* Begin Source *

Giving Large Corporations a helping hand in Russia: More Special Economic Zones created in Russia

Another special economic zone, called Zavolzhie (literally meaning ‘area beyond the Volga River’) opened in Ulyanovsk on Wednesday.

The daily Noviye Izvestia says the regional authorities have picked up the federal authorities’ habit of creating special economic zones (SEZ) that offer favorable conditions for high technology industries to operate in.

One cannot say that the SEZs, which began to emerge in Russia in 2005, have not been developing at all, but far from all hopes that had been pinned on them have come true, analysts say.

The manufacturers inside the special economic zones use the preferences they have to crack down on competitors in the domestic market instead of focusing on export. No new jobs are created, because, as a rule, the SEZs emerge there where people have no employment problems.

Experts expect a major return from tourist and recreation zones. Industrial and innovative zones, according to experts at the Transitional Period Economy Institute, are capable of creating no more than ten thousand new jobs, and the tourist and recreation ones, 86,000.

Under the federal law of 2005 there may emerge a variety of special economic zones – industrial, innovative and tourist and recreation ones for a period of twenty years, and port zones, for 49 years.

In December 2005 the Russian government issued a resolution to establish six special economic zones – four innovative zones in Dubna, Zelenograd, St. Petersburg (Strelna suburb) and Tomsk, and two industrial zones in Yelabuga and Lipetsk.

Seven special economic zones of the tourist and recreation type were set up in February 2007 – in the Krasnodar Territory, Stavropol Territory, Irkutsk Region, the Republic of Buryatia, the Republic of Altai, the Altai Territory, and the Kaliningrad Region.

The recent inauguration of the industrial zone in the Lipetsk Region was presented by the local authorities as a big achievement.

At the end of January, in his address at the inauguration of the first unit of the Lipetsk SEZ First Deputy Prime Minister Sergei Ivanov said: “We have demonstrated how to work the new way. All this was built virtually in no time. Nine investors, including three foreign ones, were registered over a very brief period.”

“There has been much talk about ridding the country’s ‘addiction’ to oil money. The examples of special economic zones, including the Lipetsk zone, indicates that we have approached this task in a practical way,” Ivanov said.

The daily Noviye Izvestia remarks, though, that the reality is a stark contrast to what senior officials have been saying. In the Lipetsk SEZ only one enterprise (a producer of biofuel) can be regarded as one of those capable of ending the country’s dependence on oil money. All others are manufacturers of refrigerators, spare parts, glass bottles and windows.

“Special economic zones have been opening very slowly, their output is very moderate, and their influence on the economy, insignificant,” the daily quotes the chairman of the experts’ council at the Business Russia organization, Anton Danilov-Danilyan as saying.

Moreover, experts have doubts if the special zones may help ease unemployment. Opening glassware and refrigerator manufacturing enterprises would be far more natural in depressive regions. Danilov-Danilyan says the residents of the special economic zone in Dubna – a nuclear research center a hundred miles north of Moscow – still have problems with hiring personnel. All local specialists are employed, and high technology specialists invited from other regions need housing, which remains unavailable and unaffordable.

* End Source *
* Begin Records *

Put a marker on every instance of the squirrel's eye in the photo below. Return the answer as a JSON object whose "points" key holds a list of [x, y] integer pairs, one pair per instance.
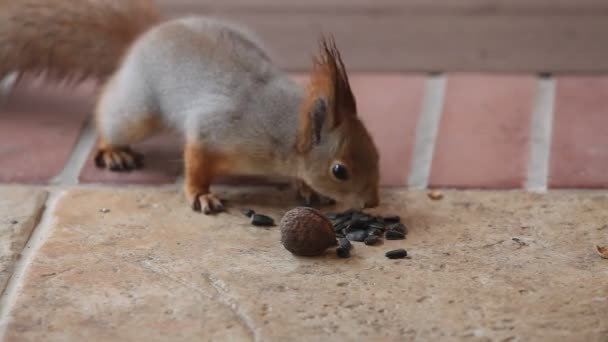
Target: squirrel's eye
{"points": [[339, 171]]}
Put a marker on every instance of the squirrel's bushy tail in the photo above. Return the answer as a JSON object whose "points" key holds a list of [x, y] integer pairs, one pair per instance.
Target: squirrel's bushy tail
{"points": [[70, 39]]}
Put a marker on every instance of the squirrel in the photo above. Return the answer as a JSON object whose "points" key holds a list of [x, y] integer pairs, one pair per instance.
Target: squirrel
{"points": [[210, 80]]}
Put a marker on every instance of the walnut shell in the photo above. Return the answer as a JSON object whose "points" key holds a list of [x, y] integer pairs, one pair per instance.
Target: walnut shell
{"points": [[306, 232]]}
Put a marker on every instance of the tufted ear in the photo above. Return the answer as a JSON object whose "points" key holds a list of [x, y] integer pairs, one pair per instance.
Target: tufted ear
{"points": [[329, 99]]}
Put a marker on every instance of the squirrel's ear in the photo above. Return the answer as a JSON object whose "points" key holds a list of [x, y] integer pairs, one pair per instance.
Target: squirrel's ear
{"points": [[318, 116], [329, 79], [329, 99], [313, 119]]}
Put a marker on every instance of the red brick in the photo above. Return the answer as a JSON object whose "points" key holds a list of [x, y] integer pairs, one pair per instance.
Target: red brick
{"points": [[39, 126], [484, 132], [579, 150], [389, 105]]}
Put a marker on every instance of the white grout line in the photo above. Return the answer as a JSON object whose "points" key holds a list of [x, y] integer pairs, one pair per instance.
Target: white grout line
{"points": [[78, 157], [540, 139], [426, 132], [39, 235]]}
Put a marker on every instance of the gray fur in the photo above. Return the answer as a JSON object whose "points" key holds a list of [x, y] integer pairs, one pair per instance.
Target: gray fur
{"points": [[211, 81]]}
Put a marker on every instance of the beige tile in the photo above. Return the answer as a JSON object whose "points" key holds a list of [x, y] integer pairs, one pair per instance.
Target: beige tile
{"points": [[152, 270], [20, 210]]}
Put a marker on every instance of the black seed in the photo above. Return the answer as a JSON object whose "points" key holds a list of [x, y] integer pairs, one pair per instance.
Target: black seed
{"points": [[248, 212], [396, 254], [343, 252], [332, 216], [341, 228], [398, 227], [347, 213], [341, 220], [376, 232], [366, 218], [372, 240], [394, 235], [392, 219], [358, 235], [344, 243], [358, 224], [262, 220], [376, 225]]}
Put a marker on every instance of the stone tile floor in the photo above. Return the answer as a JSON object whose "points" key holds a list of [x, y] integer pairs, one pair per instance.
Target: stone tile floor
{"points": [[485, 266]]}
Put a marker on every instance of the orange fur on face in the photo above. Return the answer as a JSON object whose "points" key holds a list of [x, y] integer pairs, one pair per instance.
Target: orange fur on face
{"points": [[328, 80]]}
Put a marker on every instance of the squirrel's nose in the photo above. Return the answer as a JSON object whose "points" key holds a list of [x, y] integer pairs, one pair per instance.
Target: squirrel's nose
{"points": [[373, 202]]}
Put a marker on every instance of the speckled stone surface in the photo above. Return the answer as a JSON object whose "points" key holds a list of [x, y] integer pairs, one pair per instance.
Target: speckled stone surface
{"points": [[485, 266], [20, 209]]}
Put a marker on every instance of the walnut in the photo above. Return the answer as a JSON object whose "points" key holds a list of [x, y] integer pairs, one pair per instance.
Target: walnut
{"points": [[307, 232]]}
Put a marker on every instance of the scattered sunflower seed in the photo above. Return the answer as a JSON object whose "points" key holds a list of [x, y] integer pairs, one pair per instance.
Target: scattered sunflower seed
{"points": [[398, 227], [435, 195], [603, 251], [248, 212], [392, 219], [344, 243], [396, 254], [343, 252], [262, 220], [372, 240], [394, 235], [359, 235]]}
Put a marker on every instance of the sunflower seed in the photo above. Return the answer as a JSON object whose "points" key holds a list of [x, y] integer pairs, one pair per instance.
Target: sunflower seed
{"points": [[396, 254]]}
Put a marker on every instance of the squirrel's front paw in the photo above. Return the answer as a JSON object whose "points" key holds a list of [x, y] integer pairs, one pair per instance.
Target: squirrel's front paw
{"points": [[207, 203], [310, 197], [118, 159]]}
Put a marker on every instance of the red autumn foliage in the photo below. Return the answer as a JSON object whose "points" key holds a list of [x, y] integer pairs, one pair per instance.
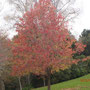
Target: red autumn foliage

* End Records *

**Work to complete**
Reproduce the passage of the article on Russia's special economic zones that opens with the words containing "Experts expect a" and closes with "recreation ones, 86,000.", keeping every word and punctuation mark unchanged.

**Response**
Experts expect a major return from tourist and recreation zones. Industrial and innovative zones, according to experts at the Transitional Period Economy Institute, are capable of creating no more than ten thousand new jobs, and the tourist and recreation ones, 86,000.